_DATA SUPPLIED_.

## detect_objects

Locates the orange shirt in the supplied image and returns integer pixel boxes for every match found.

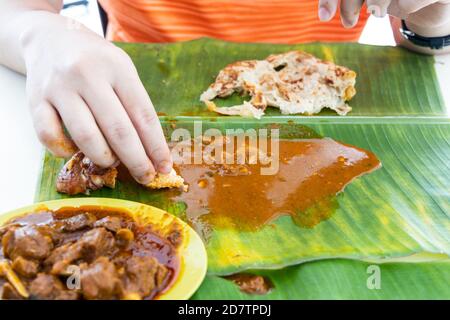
[100,0,368,43]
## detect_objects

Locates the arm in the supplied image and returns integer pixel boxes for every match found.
[319,0,450,54]
[0,0,172,184]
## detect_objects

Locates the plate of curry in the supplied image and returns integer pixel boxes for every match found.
[0,198,207,300]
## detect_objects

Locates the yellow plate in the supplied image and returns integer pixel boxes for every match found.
[0,198,207,300]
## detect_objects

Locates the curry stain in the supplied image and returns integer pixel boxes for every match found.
[223,273,275,295]
[169,138,381,231]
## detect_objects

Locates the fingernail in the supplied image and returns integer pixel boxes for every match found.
[158,161,172,174]
[341,16,358,28]
[319,7,331,21]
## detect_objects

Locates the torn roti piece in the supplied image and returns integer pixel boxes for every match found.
[147,169,187,189]
[200,51,356,119]
[56,152,187,195]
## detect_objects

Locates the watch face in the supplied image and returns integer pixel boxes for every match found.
[400,20,450,50]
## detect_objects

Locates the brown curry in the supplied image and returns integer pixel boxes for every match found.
[0,207,180,300]
[172,138,381,230]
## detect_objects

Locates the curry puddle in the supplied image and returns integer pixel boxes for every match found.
[169,138,381,231]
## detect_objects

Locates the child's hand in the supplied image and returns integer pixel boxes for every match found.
[22,13,172,184]
[319,0,450,36]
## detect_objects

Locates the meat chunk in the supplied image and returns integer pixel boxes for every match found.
[94,216,122,233]
[12,256,39,278]
[45,228,115,274]
[30,273,78,300]
[2,226,53,260]
[58,212,96,232]
[125,256,168,297]
[81,257,122,300]
[77,228,115,262]
[56,152,117,195]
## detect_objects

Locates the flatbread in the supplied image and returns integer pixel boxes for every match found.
[147,169,186,189]
[200,51,356,119]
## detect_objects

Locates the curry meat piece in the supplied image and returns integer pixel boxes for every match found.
[0,212,176,300]
[56,151,117,195]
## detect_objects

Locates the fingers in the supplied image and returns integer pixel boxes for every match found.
[52,93,117,168]
[82,82,155,185]
[114,62,173,173]
[31,101,76,158]
[367,0,391,18]
[340,0,364,28]
[319,0,339,21]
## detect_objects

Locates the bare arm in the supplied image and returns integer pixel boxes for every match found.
[0,0,172,184]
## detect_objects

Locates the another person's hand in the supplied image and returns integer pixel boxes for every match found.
[319,0,450,37]
[22,12,172,184]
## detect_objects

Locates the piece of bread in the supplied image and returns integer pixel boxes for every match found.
[200,51,356,118]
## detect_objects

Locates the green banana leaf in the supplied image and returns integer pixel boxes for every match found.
[32,39,450,298]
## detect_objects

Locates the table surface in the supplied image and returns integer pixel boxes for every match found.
[0,55,450,213]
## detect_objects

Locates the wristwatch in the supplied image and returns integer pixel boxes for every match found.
[400,20,450,50]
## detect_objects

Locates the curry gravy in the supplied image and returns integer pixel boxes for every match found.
[172,138,381,231]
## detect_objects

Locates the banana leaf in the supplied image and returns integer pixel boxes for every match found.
[32,39,450,298]
[192,259,450,300]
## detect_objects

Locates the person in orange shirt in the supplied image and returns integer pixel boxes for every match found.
[0,0,450,184]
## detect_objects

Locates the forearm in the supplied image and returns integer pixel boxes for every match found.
[390,16,450,55]
[0,0,62,73]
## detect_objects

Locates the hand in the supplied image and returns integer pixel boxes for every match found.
[22,13,172,184]
[319,0,450,36]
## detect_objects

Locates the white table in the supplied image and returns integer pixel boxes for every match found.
[0,55,450,213]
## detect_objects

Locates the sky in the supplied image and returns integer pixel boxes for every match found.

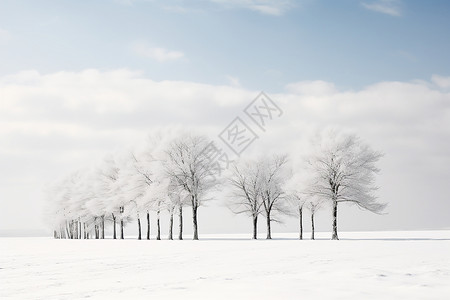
[0,0,450,234]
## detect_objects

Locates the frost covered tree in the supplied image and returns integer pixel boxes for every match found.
[308,132,386,240]
[164,134,217,240]
[286,192,305,240]
[229,161,263,240]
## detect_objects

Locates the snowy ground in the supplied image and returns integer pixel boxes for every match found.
[0,231,450,300]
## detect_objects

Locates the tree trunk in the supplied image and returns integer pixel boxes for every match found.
[298,207,303,240]
[138,217,141,240]
[169,210,173,240]
[178,205,183,240]
[192,205,198,240]
[253,216,258,240]
[78,221,83,240]
[266,214,272,240]
[112,214,116,239]
[66,221,70,239]
[120,219,123,240]
[156,209,161,241]
[331,201,339,240]
[102,216,105,239]
[147,212,150,240]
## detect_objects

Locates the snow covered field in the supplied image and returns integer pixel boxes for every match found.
[0,231,450,299]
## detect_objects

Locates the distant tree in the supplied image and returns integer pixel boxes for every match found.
[164,134,217,240]
[287,192,305,240]
[260,155,290,239]
[229,161,263,240]
[308,132,386,240]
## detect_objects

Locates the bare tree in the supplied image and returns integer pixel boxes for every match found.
[286,192,305,240]
[305,197,323,240]
[308,132,386,240]
[229,162,263,240]
[164,135,217,240]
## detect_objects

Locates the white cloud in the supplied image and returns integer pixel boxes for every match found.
[362,0,401,17]
[133,42,184,63]
[210,0,293,16]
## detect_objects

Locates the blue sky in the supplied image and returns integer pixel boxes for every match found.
[0,0,450,92]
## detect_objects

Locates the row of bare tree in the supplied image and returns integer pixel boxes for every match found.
[47,133,385,240]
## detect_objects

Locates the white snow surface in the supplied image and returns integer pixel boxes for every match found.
[0,230,450,300]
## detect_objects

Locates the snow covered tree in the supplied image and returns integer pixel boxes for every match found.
[260,155,290,239]
[286,192,305,240]
[164,134,217,240]
[308,132,386,240]
[229,161,263,240]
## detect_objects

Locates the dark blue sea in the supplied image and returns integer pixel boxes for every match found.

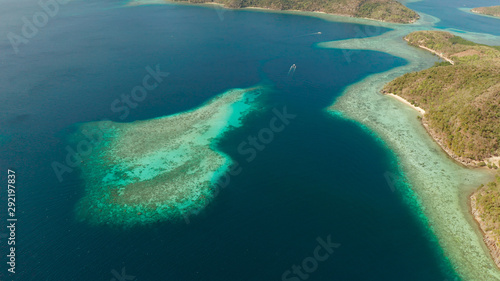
[0,1,496,281]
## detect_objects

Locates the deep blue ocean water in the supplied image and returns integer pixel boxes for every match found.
[0,1,496,281]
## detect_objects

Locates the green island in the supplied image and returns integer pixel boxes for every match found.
[173,0,419,23]
[73,88,261,227]
[471,6,500,17]
[383,31,500,168]
[383,31,500,267]
[470,173,500,267]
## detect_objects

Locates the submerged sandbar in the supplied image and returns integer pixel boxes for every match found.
[76,89,260,226]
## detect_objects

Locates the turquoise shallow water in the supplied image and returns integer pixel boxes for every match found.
[0,1,498,280]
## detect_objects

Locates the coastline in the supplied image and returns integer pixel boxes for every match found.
[127,1,500,280]
[404,38,455,65]
[125,0,420,25]
[469,192,500,269]
[385,93,425,115]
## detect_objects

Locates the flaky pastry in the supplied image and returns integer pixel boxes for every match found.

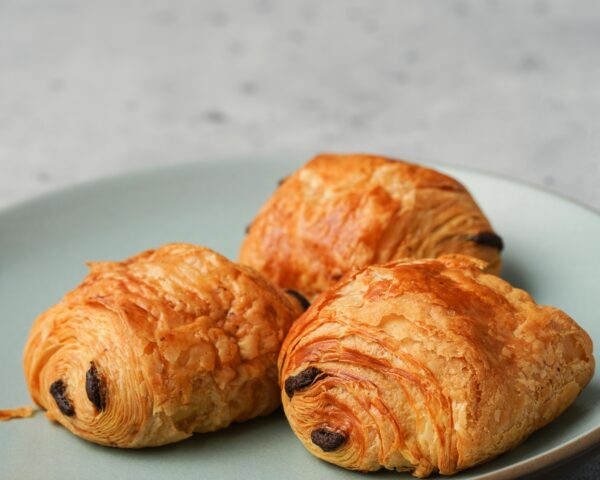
[279,255,594,477]
[24,244,302,447]
[240,154,503,298]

_JOB_. Gather every line of the entries above that contains the word "surface" and copy each one out.

_RESULT OF THE EXERCISE_.
Locates the table surface in the supplied image and returns integer pixel boxes for every match found.
Locates the white snow surface in the supplied image and returns integer pixel boxes for every match found.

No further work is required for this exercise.